— Consegna —
Individua nei record tutte le righe in cui compare la parola "orange" e ricopiale una per una.

— Dati forniti —
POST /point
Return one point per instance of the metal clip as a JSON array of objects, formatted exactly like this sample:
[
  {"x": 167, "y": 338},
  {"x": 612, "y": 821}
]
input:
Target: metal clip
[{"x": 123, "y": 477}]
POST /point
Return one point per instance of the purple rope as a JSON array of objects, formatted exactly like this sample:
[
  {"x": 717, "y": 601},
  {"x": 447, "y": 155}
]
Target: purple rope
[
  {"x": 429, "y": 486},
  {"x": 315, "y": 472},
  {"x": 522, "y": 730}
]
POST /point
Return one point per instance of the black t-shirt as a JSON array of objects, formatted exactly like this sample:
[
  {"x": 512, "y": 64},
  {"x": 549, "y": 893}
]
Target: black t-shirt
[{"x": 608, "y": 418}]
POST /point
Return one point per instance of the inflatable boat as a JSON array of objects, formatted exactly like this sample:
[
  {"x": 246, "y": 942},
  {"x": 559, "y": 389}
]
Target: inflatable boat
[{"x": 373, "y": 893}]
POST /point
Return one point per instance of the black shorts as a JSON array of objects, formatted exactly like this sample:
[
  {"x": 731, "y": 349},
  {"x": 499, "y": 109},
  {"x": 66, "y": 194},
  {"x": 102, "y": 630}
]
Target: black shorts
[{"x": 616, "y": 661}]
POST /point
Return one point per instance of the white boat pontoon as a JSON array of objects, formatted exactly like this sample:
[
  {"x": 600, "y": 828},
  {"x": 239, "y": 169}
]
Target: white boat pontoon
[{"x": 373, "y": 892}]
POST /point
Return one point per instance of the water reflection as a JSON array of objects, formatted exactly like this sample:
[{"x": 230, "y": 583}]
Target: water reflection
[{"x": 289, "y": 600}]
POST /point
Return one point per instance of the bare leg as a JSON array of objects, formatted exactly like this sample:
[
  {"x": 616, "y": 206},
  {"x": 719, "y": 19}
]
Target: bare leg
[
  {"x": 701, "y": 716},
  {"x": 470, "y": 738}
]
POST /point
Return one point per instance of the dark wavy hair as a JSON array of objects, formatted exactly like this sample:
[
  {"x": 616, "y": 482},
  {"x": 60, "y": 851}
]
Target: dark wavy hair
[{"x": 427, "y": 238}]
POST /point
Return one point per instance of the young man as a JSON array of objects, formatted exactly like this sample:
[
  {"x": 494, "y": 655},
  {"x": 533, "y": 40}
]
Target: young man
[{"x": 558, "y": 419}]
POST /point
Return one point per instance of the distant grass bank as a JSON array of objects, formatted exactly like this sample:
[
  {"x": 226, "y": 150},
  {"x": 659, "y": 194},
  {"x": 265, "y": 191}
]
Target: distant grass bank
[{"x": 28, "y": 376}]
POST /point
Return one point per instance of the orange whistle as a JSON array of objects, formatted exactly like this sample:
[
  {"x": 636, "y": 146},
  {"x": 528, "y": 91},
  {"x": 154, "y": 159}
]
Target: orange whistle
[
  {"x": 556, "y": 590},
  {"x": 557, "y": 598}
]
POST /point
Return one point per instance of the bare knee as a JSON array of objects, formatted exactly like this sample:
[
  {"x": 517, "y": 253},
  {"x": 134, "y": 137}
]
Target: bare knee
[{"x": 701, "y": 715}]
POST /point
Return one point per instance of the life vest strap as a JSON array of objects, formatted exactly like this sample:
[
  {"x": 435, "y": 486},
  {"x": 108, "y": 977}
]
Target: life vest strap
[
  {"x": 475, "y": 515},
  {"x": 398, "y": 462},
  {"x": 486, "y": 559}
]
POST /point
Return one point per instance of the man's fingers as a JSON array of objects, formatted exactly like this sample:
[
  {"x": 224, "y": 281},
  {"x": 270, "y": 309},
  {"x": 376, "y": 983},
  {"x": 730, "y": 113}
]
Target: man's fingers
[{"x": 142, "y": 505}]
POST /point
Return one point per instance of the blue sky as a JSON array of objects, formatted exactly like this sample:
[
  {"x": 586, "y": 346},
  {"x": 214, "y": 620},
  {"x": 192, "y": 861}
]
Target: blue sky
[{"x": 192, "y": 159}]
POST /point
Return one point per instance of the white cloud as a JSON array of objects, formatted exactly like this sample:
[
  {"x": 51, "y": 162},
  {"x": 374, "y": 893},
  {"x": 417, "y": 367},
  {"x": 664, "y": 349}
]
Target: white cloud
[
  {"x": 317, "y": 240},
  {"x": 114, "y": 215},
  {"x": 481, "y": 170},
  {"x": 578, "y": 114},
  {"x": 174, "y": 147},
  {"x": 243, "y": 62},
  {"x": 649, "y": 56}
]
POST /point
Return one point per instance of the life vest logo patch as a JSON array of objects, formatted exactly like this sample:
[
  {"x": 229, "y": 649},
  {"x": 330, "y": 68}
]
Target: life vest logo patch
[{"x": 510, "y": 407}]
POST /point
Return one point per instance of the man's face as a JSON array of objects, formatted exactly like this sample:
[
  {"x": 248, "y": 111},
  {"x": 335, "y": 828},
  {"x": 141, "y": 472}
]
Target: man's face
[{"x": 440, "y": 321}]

— Soluzione del problema —
Return one point per instance of the orange whistle as a JSON array of objects, formatted exactly like this sample:
Target: orange whistle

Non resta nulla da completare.